YOUR INSTRUCTIONS | Reproduce every line in the listing that contains the word "shoreline".

** SOURCE MATERIAL follows **

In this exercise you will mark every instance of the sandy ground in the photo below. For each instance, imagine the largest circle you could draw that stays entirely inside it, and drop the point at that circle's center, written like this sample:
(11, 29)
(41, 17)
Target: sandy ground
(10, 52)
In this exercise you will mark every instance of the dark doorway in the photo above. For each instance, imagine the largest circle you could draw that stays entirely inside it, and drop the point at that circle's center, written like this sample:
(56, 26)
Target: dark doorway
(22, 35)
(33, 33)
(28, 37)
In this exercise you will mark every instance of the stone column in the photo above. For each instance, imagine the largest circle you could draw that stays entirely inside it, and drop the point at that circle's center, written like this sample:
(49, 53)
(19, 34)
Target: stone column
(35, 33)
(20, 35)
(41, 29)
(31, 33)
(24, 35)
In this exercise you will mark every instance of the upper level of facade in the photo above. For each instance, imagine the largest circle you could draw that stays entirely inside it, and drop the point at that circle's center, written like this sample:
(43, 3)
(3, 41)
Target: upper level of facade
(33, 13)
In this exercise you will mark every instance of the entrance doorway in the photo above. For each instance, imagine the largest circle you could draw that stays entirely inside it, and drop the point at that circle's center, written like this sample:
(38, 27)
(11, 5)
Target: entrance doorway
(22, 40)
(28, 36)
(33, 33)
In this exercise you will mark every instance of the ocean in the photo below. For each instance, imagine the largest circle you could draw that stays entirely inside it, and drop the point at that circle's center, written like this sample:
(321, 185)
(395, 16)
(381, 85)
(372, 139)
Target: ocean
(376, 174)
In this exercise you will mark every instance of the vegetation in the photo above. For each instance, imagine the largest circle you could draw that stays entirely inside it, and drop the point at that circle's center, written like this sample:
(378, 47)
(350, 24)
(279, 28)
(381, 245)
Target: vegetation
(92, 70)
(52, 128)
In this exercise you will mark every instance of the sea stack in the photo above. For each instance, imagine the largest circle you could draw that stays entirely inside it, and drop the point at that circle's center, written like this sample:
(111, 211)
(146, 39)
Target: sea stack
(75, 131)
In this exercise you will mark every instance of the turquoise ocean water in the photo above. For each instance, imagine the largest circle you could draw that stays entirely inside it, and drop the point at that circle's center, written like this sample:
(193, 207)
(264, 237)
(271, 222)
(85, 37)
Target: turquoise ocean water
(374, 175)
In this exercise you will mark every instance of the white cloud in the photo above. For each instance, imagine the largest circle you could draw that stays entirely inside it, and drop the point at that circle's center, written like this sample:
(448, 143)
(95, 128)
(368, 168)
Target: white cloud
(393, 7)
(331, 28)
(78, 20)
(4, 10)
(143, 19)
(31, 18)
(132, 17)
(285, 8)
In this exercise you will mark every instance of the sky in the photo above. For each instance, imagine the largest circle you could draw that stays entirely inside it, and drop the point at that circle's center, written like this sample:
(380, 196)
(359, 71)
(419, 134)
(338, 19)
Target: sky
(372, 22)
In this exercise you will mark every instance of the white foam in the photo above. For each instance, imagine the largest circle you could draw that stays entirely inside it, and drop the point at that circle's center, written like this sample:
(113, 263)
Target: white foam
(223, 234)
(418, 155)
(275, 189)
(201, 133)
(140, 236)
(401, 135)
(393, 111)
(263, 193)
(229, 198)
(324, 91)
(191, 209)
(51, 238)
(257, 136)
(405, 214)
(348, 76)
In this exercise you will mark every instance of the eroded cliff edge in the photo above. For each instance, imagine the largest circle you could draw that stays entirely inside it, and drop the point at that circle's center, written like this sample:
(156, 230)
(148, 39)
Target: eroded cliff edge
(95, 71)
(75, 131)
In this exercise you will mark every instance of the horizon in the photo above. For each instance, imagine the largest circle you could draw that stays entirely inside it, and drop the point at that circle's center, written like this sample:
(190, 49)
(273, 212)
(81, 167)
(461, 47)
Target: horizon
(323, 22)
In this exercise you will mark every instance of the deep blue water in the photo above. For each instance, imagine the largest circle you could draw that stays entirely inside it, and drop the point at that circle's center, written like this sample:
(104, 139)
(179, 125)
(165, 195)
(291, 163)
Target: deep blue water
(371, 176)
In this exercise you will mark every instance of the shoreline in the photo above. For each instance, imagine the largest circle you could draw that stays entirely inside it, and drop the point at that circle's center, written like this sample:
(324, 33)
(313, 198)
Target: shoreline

** End of SOURCE MATERIAL **

EXERCISE RESULT |
In this exercise you will mark every instance of the shoreline in the photo above. For each instance, imagine the largest circle you could draw that stays entirely inside it, and drop the point at that circle's center, written like this sample:
Target: shoreline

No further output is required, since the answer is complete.